#### [AIM OF THE EXERCISE]
Pick out and copy every line of the data below that contains the word "Query". Case matters, so skip any line where the word appears with different capitalization.

#### [DATA LISTING]
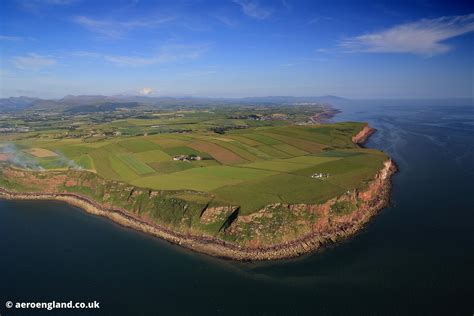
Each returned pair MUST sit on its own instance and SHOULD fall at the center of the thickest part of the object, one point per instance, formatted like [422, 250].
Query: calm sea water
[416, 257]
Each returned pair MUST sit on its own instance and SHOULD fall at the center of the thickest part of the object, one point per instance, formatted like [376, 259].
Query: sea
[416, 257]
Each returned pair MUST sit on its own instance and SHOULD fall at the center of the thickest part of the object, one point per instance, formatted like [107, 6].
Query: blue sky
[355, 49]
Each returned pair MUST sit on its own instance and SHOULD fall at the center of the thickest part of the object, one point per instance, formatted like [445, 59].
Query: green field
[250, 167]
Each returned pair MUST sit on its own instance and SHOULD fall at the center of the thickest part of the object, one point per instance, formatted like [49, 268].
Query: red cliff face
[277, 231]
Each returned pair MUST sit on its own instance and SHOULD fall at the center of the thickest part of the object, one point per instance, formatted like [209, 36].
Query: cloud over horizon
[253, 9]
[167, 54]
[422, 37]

==

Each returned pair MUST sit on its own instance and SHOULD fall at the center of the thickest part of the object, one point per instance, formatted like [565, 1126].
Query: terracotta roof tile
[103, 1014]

#### [ANSWER BELOW]
Query: calm sea water
Query: sea
Query: blue sky
Query: green field
Query: red cliff face
Query: cloud over horizon
Query: terracotta roof tile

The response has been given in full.